Request:
Rewrite all the rows below, renaming "pointer" to "locator" everywhere and changing nothing else, and leave the pictures out of your answer.

(Saved entries)
--- BEGIN ---

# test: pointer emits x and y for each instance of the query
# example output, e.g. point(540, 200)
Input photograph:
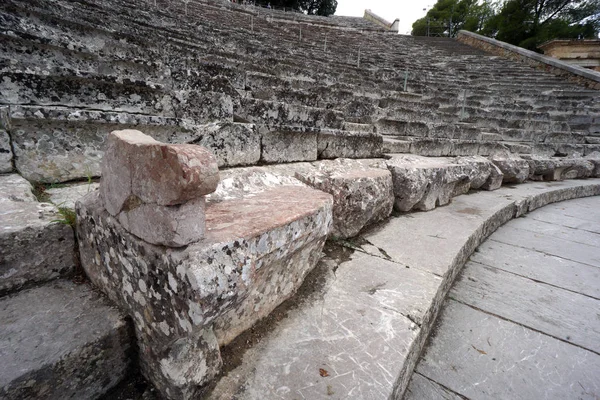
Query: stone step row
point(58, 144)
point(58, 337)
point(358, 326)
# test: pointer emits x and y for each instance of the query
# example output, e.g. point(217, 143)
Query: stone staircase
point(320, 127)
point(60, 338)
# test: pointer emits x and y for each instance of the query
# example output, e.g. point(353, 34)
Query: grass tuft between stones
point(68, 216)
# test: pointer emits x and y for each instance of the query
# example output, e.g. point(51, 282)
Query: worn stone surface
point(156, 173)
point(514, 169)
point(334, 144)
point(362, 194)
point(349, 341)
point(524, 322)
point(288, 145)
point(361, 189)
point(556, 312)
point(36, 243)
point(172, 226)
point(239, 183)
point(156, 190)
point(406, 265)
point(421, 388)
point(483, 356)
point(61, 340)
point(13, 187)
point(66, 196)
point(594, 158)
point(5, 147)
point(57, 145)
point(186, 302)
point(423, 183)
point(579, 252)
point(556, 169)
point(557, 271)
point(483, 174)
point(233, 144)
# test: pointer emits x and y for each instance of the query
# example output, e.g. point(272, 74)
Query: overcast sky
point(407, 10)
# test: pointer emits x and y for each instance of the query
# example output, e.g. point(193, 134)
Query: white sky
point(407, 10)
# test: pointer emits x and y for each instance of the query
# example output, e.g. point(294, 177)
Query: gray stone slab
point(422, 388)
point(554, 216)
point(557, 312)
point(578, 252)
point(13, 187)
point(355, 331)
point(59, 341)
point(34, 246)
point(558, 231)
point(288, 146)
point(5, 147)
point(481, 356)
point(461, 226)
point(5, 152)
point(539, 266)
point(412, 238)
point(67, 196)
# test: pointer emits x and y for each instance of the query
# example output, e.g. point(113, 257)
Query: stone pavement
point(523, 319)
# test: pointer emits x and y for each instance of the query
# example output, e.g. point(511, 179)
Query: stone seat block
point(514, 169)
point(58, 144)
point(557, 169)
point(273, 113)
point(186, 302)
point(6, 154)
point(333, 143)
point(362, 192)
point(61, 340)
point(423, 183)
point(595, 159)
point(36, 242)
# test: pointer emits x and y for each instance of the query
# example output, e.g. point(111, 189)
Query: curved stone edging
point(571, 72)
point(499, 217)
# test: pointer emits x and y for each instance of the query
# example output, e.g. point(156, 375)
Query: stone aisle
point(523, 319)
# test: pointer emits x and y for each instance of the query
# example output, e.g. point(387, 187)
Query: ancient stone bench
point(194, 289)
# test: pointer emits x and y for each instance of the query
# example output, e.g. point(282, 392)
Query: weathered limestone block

--- END ---

Solution for this problem:
# test: locator emits x and y for each instance of the query
# example output, e.g. point(540, 200)
Input photograph:
Query: stone step row
point(58, 144)
point(58, 337)
point(358, 326)
# test: locator emits x and y for each instance of the query
# example output, e.g. point(217, 143)
Query: stone staircase
point(320, 127)
point(60, 338)
# test: locator emits x and y for each instance of the query
# example output, e.g. point(353, 34)
Query: grass tuft between stones
point(68, 216)
# test: locator emits x and y for each instance of the query
# example output, e.g. point(51, 282)
Query: worn stone surface
point(156, 173)
point(514, 169)
point(334, 144)
point(362, 194)
point(349, 341)
point(524, 322)
point(288, 145)
point(361, 189)
point(556, 312)
point(36, 243)
point(172, 226)
point(239, 183)
point(156, 190)
point(406, 265)
point(421, 388)
point(483, 356)
point(61, 340)
point(13, 187)
point(66, 196)
point(594, 158)
point(5, 147)
point(57, 145)
point(186, 302)
point(423, 183)
point(579, 252)
point(556, 169)
point(557, 271)
point(483, 174)
point(233, 144)
# test: locator emits x and y for each instance of the query
# example output, e.g. point(272, 74)
Query: overcast sky
point(407, 10)
# test: locator emits x and y for each instance of the query
# example output, e.g. point(193, 134)
Query: white sky
point(407, 10)
# test: locator emits x and y for each instance of the query
# example output, e.g. point(294, 177)
Query: gray stone slab
point(422, 388)
point(554, 216)
point(557, 312)
point(578, 252)
point(13, 187)
point(355, 331)
point(59, 341)
point(34, 246)
point(558, 231)
point(288, 146)
point(5, 147)
point(481, 356)
point(461, 226)
point(5, 152)
point(539, 266)
point(412, 238)
point(67, 196)
# test: locator emits x and y for each instance of the query
# example output, e.g. point(113, 257)
Query: stone pavement
point(523, 319)
# test: locator emits x and y for each instance of the query
# example output, e.g. point(511, 179)
Query: stone seat block
point(514, 169)
point(58, 144)
point(557, 169)
point(273, 113)
point(186, 302)
point(6, 154)
point(333, 143)
point(362, 192)
point(61, 340)
point(423, 183)
point(595, 159)
point(36, 242)
# test: locator emits x and y for each instance of the query
# example output, e.g. point(111, 189)
Query: curved stone edging
point(571, 72)
point(499, 217)
# test: locator emits x and y for each instance of the query
# example output, e.g. point(156, 375)
Query: stone aisle
point(523, 319)
# test: locator emits x and y for each instance of the query
# example output, e.g. point(387, 187)
Query: ancient stone bench
point(194, 289)
# test: locator emits x and y for each instance of the query
# example output, e.g. point(282, 392)
Query: weathered limestone block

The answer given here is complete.